Please extract every line of the entries below verbatim, omitting the pictures.

* _Dataset rows_:
┌──
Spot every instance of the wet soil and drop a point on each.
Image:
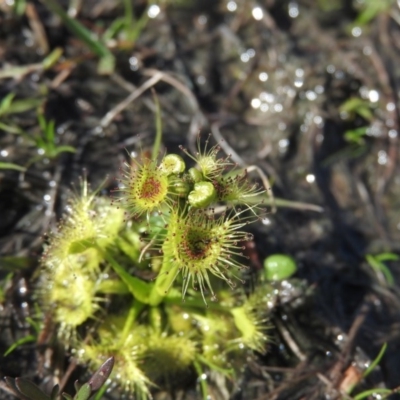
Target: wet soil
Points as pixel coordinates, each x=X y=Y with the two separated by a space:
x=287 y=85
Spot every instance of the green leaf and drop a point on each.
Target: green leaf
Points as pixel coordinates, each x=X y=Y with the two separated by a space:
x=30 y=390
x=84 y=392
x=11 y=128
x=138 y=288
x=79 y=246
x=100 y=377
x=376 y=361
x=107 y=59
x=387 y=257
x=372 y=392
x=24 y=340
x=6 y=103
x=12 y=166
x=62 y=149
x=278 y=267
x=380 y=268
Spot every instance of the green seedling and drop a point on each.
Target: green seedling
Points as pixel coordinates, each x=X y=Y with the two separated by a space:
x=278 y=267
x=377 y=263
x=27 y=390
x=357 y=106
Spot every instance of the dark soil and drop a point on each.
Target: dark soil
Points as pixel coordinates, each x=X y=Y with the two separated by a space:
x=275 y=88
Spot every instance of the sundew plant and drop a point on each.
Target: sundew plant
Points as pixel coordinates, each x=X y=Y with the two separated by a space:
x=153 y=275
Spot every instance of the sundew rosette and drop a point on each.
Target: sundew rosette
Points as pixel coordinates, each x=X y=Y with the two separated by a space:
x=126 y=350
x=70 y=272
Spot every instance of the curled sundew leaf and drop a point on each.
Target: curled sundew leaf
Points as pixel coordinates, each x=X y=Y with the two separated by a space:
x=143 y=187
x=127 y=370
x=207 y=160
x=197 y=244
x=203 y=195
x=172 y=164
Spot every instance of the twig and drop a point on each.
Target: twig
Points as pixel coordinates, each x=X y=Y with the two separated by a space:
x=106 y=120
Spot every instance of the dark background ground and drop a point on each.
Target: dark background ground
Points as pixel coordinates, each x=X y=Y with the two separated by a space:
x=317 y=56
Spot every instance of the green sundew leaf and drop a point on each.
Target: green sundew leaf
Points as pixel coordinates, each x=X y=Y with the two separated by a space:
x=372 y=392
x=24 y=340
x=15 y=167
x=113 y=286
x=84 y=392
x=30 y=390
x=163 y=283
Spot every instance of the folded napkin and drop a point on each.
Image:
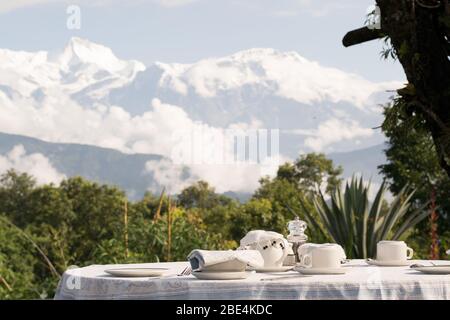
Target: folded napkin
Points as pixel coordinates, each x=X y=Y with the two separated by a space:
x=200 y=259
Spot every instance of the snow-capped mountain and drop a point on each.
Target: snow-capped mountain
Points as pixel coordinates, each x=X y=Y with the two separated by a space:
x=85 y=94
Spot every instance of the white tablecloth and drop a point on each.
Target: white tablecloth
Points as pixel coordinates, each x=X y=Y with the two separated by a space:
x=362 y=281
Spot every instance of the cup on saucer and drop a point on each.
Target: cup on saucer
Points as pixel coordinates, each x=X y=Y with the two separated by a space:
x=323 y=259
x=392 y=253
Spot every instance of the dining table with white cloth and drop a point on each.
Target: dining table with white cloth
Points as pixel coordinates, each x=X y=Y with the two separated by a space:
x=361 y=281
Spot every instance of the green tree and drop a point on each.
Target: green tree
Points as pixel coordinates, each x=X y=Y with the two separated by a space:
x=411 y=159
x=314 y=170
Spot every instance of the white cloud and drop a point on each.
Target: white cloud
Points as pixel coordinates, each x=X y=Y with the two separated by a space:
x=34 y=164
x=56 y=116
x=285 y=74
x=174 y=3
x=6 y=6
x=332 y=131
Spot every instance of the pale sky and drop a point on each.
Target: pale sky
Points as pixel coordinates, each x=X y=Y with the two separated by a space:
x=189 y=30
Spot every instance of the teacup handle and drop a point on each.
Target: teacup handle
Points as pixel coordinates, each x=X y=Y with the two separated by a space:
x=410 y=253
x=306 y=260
└──
* _Result for this task_:
Spot every instance of the wet soil and drop a point on each.
Image:
Target: wet soil
Points as pixel coordinates, each x=X y=Y with the two separated by a space:
x=287 y=85
Spot every instance of the green leaf and drop a point on each.
Target: green leaf
Points as pixel coordinates, each x=X y=Y with the two separated by a space:
x=30 y=390
x=84 y=392
x=11 y=128
x=138 y=288
x=79 y=246
x=100 y=377
x=376 y=361
x=107 y=59
x=387 y=257
x=372 y=392
x=24 y=340
x=6 y=103
x=12 y=166
x=62 y=149
x=278 y=267
x=380 y=268
Spot every instance of the green seedling and drop a point on each.
Target: green seedling
Points as pixel coordinates, each x=X y=Y with the two separated by a space:
x=278 y=267
x=377 y=263
x=27 y=390
x=357 y=106
Spot every instance of the dark soil and drop a point on each.
Target: dark soil
Points as pixel coordinates, each x=X y=Y with the two separated by a space:
x=275 y=88
Spot every instance of the sundew plant and drop a point on each.
Target: sundew plant
Points as pixel coordinates, each x=X y=Y with the two separated by a space:
x=153 y=275
Spot every instance of the sundew rosette and drop a point on each.
Target: sundew rosette
Points as pixel coordinates, each x=X y=Y with the two separated by a space:
x=126 y=350
x=70 y=272
Spot every instance of the curled sundew leaf and drop a point on each.
Target: curled sundew leaf
Points as pixel coordinates, each x=X y=Y with the two separated by a space:
x=143 y=187
x=127 y=370
x=207 y=160
x=197 y=244
x=203 y=195
x=172 y=164
Spot every instance of the twig and drop a point on each.
Target: twig
Points as pixel coordinates, each x=X y=Y with the two separated by a space:
x=106 y=120
Spot every instance of the dark background ground and drop a point on each.
Target: dark background ground
Points as pixel coordinates, each x=X y=Y with the two separated by a space:
x=317 y=56
Spot every instance of the green sundew leaf and drop a point on each.
Target: green sundew leaf
Points as pixel coordinates, each x=X y=Y with the two separated by a space:
x=372 y=392
x=24 y=340
x=15 y=167
x=113 y=286
x=84 y=392
x=30 y=390
x=163 y=283
Spot every instance of the folded napkin and drop a point on each.
Image:
Target: folded napkin
Points as pixel coordinates, each x=X y=Y with the two separated by a space:
x=200 y=259
Spot every instance of the snow-capped mountain and drop a point on each.
Target: snow-capped mountain
Points as pixel coordinates, each x=X y=Y with the two separated by a space:
x=85 y=94
Spot every instance of the white tablecloth and drop a point on each.
Target: white tablecloth
Points as pixel coordinates, each x=X y=Y with the two separated by a space:
x=362 y=281
Spot every instance of the cup on saucer and drop a point on each.
Target: cup on saucer
Points as pixel coordinates, each x=X y=Y with the two separated by a space:
x=323 y=259
x=392 y=253
Spot every instance of the dining table with white cloth and drop a point on each.
Target: dining table with white cloth
Points as pixel coordinates, each x=X y=Y with the two separated by a space:
x=361 y=281
Spot every instance of the green tree and drop a point on each.
Target: green tree
Points as pixel coordinates, each x=X y=Y with the two separated by a space:
x=411 y=159
x=314 y=170
Spot every instance of the white cloud and drop a point on each.
Target: white cloud
Points as pixel coordinates, each x=X y=Y with the two separated by a space:
x=34 y=164
x=56 y=116
x=285 y=74
x=174 y=3
x=6 y=6
x=332 y=131
Spot every instance of the pale sky and drop a point on each.
Target: pale sky
Points as pixel coordinates, each x=X y=Y with the two separated by a space:
x=189 y=30
Spot every instance of the teacup handle and drop a point on each.
Target: teacup handle
Points as pixel coordinates, each x=X y=Y with the two separated by a space:
x=410 y=253
x=306 y=260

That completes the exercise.